[START Stored data]

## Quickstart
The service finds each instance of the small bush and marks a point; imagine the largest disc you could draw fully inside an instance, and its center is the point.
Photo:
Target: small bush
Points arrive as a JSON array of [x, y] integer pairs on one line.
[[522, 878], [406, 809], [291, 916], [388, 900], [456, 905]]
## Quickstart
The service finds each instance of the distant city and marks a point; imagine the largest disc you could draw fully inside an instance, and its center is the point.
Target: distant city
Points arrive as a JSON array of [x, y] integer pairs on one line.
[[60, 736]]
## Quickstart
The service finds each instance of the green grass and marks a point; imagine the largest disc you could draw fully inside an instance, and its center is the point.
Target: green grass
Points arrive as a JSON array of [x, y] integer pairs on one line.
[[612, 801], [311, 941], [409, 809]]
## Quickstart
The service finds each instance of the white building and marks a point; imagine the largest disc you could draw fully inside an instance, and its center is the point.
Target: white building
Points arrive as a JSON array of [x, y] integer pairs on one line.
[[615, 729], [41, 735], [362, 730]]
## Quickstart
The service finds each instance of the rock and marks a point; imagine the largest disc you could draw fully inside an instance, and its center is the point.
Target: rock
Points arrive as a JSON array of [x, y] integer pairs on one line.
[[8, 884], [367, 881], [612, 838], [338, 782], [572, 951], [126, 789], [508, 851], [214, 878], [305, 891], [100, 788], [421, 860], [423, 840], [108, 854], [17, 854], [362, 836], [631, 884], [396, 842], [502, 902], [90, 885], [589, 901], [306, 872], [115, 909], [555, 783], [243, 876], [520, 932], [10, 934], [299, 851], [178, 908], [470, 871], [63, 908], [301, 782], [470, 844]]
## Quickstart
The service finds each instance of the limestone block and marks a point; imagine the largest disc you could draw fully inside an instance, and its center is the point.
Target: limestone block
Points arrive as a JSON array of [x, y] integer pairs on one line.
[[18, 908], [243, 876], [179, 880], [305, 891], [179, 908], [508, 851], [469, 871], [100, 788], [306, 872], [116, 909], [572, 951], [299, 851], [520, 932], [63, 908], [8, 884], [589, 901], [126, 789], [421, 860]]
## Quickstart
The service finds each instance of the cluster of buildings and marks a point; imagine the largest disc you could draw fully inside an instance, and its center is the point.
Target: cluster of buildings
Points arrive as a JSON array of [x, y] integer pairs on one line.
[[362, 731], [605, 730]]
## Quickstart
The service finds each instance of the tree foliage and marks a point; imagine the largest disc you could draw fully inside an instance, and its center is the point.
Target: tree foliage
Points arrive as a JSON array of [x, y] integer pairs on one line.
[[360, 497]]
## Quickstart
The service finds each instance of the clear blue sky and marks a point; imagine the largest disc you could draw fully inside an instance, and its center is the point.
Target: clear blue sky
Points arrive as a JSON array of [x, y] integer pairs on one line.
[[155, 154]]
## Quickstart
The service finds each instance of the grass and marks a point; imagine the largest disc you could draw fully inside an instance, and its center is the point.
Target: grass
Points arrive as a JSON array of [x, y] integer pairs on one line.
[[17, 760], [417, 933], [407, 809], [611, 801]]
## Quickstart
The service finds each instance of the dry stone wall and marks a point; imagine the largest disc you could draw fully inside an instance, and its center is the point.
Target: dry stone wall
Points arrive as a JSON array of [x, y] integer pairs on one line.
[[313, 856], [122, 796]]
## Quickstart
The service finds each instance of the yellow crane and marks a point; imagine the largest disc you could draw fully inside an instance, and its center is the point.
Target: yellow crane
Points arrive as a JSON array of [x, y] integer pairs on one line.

[END Stored data]

What the exercise asks. Reproduce the records above word for word, from their first line through the line that contains "[[615, 729], [41, 735], [362, 730]]", including that line.

Exercise answer.
## Quickstart
The service finds each instance of the small bush and marks a point; imagine the largest disc you could draw fully inside an instance, and its center is the point.
Photo:
Target: small bush
Points arrive as a JSON array of [x, y] integer pairs on one line.
[[522, 878], [406, 809], [291, 916], [388, 900], [456, 905]]
## Quickstart
The service finds each instance of the distant city and marks a point; imagine the largest disc you could draw fully inside an instance, and its center is the point.
Target: distant city
Points arrive as a JSON array of [x, y] integer pairs on one line.
[[60, 736]]
## Quickstart
The service finds each instance of the green grass and marks a point; imagine the largest disc you could draw fully inside an instance, and its center is the point.
Target: green grass
Points arrive as a JSON array of [x, y] integer pairs on one line.
[[612, 801], [311, 941], [409, 809]]
## Quickstart
The service finds each instance of the white building and marks a point; imagine the largest disc you could draw fully inside an instance, and its center is the point.
Target: white building
Points arrive as a JSON array of [x, y] integer pairs on one line.
[[615, 729], [41, 735], [362, 730]]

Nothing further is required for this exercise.